Perspectives politiques de la République dominicaine, une place à part parmi les pays des Amériques

La République dominicaine occupe une place à part parmi les pays des Amériques, de par sa position géographique et son histoire mouvementée. Située au cœur de l’archipel caraïbe, elle n’en est pas moins rattachée culturellement à l’ensemble latino-américain avec lequel elle partage nombre de traits, en particulier la langue espagnole. Mais ses liens avec les États-Unis et l’île voisine de Porto Rico sont également très forts.

Deux républiques dans le même espace insulaire

La République dominicaine partage son espace insulaire avec un autre État, la République d’Haïti, qui occupe la partie occidentale de l’île (1). La division de l’île entre deux États, séparés par une frontière de 320 km, constitue une singularité géopolitique et s’explique par l’existence de deux communautés nationales distinctes, l’une issue de la colonisation espagnole, la colonie de Santo Domingo, et l’autre de la colonisation française, la colonie de Saint-Domingue à l’ouest.

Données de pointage
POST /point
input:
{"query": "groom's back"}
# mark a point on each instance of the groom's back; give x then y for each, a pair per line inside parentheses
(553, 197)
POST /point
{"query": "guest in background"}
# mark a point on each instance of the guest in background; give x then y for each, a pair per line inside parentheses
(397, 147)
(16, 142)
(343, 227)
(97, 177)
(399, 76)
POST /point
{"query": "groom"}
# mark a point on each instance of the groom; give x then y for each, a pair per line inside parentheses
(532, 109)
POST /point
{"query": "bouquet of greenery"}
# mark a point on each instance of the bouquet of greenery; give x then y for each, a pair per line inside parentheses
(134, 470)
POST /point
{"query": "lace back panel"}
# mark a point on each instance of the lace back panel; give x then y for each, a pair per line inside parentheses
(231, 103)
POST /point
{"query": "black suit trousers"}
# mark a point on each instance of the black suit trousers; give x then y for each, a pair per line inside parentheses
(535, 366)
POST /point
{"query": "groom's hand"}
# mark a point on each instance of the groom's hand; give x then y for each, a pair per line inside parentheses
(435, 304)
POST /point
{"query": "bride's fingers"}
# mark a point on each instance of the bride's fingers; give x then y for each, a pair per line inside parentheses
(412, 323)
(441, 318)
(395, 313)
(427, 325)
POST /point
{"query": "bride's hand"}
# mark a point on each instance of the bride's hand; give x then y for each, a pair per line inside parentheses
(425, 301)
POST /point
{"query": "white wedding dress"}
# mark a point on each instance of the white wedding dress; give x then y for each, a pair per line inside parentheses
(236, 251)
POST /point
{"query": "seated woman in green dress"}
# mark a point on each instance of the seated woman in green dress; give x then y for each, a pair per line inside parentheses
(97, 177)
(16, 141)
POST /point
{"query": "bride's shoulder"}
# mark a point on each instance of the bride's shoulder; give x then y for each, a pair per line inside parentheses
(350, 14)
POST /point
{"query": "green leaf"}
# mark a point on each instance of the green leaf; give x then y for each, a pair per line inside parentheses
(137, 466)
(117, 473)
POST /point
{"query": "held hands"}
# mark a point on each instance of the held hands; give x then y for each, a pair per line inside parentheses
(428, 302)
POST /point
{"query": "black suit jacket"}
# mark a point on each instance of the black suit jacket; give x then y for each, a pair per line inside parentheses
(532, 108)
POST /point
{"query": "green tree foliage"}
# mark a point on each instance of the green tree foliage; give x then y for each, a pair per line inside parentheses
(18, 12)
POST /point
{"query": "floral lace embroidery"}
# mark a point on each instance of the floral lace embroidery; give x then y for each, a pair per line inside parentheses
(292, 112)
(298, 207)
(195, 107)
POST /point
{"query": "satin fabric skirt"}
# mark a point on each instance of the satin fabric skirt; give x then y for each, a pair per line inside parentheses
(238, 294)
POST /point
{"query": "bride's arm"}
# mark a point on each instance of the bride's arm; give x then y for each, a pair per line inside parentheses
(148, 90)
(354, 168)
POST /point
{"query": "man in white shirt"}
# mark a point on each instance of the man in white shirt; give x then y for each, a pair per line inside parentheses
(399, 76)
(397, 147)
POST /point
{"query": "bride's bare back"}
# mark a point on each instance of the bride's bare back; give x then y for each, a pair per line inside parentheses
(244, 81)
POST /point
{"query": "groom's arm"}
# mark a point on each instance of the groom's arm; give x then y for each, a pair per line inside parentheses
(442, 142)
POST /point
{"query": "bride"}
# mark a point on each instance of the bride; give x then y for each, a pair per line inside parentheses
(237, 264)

→ **CONSIGNES**
A – Répondez à ces questions sur le texte consacré à la République dominicaine :
(i) Quelle langue la République dominicaine partage-t-elle avec l'ensemble latino-américain ?
(ii) Quelle est la longueur de la frontière qui sépare les deux États de l'île ?
(iii) Quelle partie de l'île la République d'Haïti occupe-t-elle ?
B – Poursuivez le texte sur la République dominicaine à la suite de sa dernière phrase.

→ **RÉPONSES**
A –
(i) La langue espagnole.
(ii) 320 km.
(iii) La partie occidentale.

B –
La République dominicaine a la chance d’avoir « hérité » de la partie la plus vaste (48 670 km2) et la plus fertile de l’île, avec des plaines aux sols profonds et bien arrosées par les vents alizés. À l’ouest, Haïti est moins bien dotée (27 750 km2), avec des plaines plus étroites. À noter que l’ensemble de l’île est très montagneux. Par contre, les deux versants de l’île sont tout aussi exposés aux risques naturels, aux tempêtes tropicales et aux ouragans qui frappent les côtes et l’intérieur. Le risque sismique est particulièrement grave. Les tremblements de terre ont touché historiquement des régions vastes et peuplées, comme l’ont montré les séismes de Port-au-Prince (en 1751, en 1770 et le tragique tremblement de 2010) et, côté dominicain, les séismes qui ont détruit les fondations coloniales de La Vega (1562) et de Santiago de los Caballeros (1842). On n’ose pas imaginer le prochain grand séisme destructeur.

Les racines historiques de la nation dominicaine

La formation historique de la nation dominicaine sur un laps de cinq siècles montre des ruptures, à la fois pendant la période coloniale et pendant la période nationale. La conquête espagnole à partir de 1492 aboutit à l’extinction rapide des cultures indigènes Arawak et Taïno. Les Espagnols font place nette pour christianiser et coloniser le territoire bientôt dépeuplé. Ils introduisent les premiers esclaves africains pour établir des plantations et édifient un palais et une cathédrale à Santo Domingo, la première fondation urbaine des Européens dans les Amériques. Cependant, l’Audience de Santo Domingo est rapidement négligée au profit des nouvelles conquêtes de Cuba, du Mexique et du Pérou. Les Espagnols ne restitueront jamais le prestige perdu à leur colonie désertée et fréquemment attaquée par les pirates et les flibustiers.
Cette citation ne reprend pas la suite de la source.